* [What is expected] Without leaving out a single line, restate the entries below exactly.

* [Information]
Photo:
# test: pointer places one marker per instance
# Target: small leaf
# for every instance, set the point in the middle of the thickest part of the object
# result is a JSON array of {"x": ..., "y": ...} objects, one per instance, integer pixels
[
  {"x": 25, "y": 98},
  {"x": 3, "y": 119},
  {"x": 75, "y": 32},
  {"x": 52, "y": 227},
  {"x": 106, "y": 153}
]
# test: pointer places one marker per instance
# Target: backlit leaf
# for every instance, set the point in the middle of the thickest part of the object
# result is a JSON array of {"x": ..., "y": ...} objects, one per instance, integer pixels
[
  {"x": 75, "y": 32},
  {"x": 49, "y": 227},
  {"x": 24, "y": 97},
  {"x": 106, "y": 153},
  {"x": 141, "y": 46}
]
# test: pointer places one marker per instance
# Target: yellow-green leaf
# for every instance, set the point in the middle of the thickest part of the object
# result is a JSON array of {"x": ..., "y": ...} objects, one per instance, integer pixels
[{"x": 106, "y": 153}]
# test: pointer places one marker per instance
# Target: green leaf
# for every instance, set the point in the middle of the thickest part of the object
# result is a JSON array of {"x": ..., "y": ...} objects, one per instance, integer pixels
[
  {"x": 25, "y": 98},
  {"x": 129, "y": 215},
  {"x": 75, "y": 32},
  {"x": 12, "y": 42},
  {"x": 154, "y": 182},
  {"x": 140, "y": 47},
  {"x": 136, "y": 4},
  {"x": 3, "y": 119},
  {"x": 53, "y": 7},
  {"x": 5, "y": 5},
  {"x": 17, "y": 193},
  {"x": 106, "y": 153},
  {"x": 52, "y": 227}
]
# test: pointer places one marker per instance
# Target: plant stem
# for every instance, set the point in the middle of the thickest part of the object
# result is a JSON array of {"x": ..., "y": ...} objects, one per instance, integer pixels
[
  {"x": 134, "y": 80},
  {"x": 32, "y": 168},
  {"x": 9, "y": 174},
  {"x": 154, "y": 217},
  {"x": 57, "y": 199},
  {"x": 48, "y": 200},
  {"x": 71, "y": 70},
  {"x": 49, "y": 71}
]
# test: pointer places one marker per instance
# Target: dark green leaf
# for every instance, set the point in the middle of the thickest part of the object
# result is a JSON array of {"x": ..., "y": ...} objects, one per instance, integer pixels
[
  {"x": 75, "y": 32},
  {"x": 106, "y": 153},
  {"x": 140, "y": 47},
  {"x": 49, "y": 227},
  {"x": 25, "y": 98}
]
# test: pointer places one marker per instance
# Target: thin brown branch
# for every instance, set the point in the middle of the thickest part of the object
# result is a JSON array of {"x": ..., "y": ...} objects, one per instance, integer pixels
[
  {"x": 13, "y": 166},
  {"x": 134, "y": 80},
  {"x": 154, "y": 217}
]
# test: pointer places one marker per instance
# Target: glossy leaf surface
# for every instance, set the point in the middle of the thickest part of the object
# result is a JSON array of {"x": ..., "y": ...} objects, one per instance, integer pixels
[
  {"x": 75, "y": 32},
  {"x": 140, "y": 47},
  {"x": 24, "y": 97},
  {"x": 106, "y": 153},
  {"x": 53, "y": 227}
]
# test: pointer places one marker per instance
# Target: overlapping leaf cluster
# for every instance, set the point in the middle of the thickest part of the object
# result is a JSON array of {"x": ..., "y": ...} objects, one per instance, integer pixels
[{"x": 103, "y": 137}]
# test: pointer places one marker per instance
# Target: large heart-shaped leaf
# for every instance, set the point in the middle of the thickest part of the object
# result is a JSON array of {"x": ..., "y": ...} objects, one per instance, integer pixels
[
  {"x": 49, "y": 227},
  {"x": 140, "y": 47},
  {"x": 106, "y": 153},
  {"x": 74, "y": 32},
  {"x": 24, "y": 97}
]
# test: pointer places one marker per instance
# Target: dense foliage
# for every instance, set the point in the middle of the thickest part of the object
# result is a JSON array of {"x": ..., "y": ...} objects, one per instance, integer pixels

* [Result for this task]
Photo:
# test: pointer places one marker per instance
# Target: small leaf
# for every instance, set the point in the middle of the thickest part of the object
# result is a JSON array of {"x": ..., "y": ...} objects, one per instance, integer pixels
[
  {"x": 25, "y": 98},
  {"x": 3, "y": 119},
  {"x": 75, "y": 32},
  {"x": 52, "y": 227},
  {"x": 106, "y": 153}
]
# test: pointer places one marker per instance
# Target: backlit leaf
# for every instance, set the point in the middle of the thickest part of the object
# result is a JSON array of {"x": ..., "y": ...} objects, one per instance, integer pixels
[
  {"x": 75, "y": 32},
  {"x": 49, "y": 227},
  {"x": 24, "y": 97},
  {"x": 106, "y": 153},
  {"x": 141, "y": 46}
]
# test: pointer places one marker per instance
# Target: yellow-green leaf
# for every instance, set the point in the middle of the thickest part of the object
# result is a JSON array of {"x": ..., "y": ...} objects, one per instance, integer pixels
[{"x": 106, "y": 153}]
# test: pointer places one marker per instance
# Target: green leaf
# for every instance, set the point in the middle of the thickest part of the object
# result is a JSON array of {"x": ..., "y": ...} objects, one per instance, integer pixels
[
  {"x": 25, "y": 98},
  {"x": 129, "y": 215},
  {"x": 75, "y": 32},
  {"x": 12, "y": 42},
  {"x": 154, "y": 182},
  {"x": 140, "y": 47},
  {"x": 136, "y": 4},
  {"x": 3, "y": 119},
  {"x": 53, "y": 7},
  {"x": 5, "y": 5},
  {"x": 17, "y": 193},
  {"x": 106, "y": 153},
  {"x": 52, "y": 227}
]
# test: pointer places one marker per instance
# Target: plant stem
# for every instance, set the point in the middle of the thickest part of the object
# result is a JSON array of {"x": ..., "y": ...} objects, one per instance, integer pixels
[
  {"x": 134, "y": 80},
  {"x": 32, "y": 168},
  {"x": 9, "y": 174},
  {"x": 154, "y": 217},
  {"x": 57, "y": 199},
  {"x": 48, "y": 200},
  {"x": 71, "y": 70},
  {"x": 49, "y": 71}
]
# test: pointer places one marker per instance
# Target: dark green leaf
# for every instance, set the point in the middle of the thickest part of the object
# result is a JSON array of {"x": ..., "y": ...} objects, one per instance, integer pixels
[
  {"x": 75, "y": 32},
  {"x": 106, "y": 153},
  {"x": 140, "y": 47},
  {"x": 49, "y": 227},
  {"x": 25, "y": 98}
]
# test: pointer places one marker per instance
# Target: thin brown branch
# for every instance, set the point in the middle of the thickest part of the object
# result is a JSON array of {"x": ..., "y": ...} objects, one per instance, integer pixels
[
  {"x": 13, "y": 166},
  {"x": 134, "y": 80},
  {"x": 154, "y": 217}
]
# test: pointer places one marker per instance
# Target: glossy leaf surface
# for every instance, set the point in the middle of the thickest part of the object
# result is a JSON array of {"x": ..., "y": ...} objects, one per instance, integer pixels
[
  {"x": 75, "y": 32},
  {"x": 140, "y": 47},
  {"x": 24, "y": 97},
  {"x": 106, "y": 153},
  {"x": 53, "y": 227}
]
# test: pointer places one marker per instance
# Target: overlapping leaf cluster
# for every instance, set the point in the middle of the thickest part of the object
# result is a JSON array of {"x": ..., "y": ...} objects, one per instance, integer pixels
[{"x": 103, "y": 137}]
# test: pointer places one marker per instance
# Target: large heart-shaped leaf
# for every instance, set the point in the middle of the thickest part of the object
# result is a JSON array of {"x": ..., "y": ...} objects, one per instance, integer pixels
[
  {"x": 49, "y": 227},
  {"x": 140, "y": 47},
  {"x": 106, "y": 153},
  {"x": 74, "y": 32},
  {"x": 24, "y": 97}
]
# test: pointer places one marker per instance
# Target: dense foliage
# for every instance, set the point in the middle of the thickest part of the object
# result is a JSON array of {"x": ..., "y": ...} objects, one per instance, integer pixels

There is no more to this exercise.